# What this task involves:
Repeat every item below word for word, leaving out the pictures.

# Entries for labeling object positions:

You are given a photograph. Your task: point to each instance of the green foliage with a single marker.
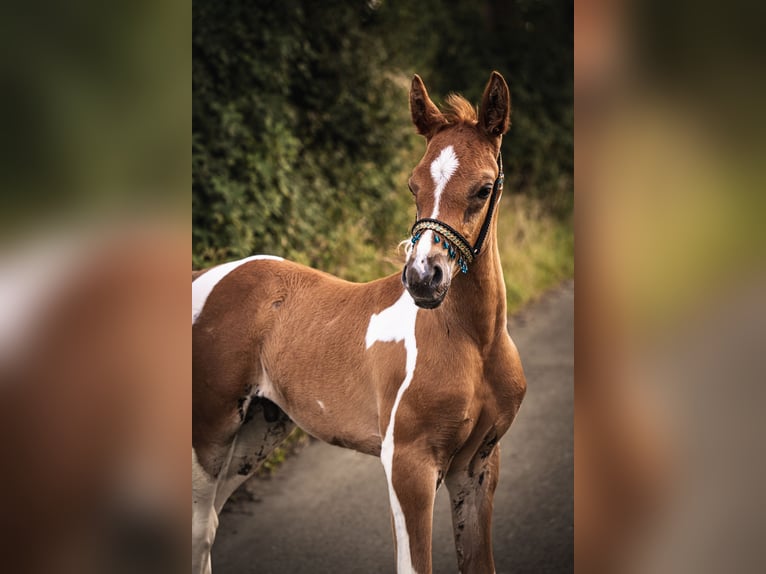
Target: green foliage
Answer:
(454, 44)
(302, 142)
(298, 136)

# Answer to the problem:
You are given a photograph. Your task: point to each instance of the green foliage with a single marker.
Target: green foliage
Answer:
(454, 44)
(302, 142)
(298, 136)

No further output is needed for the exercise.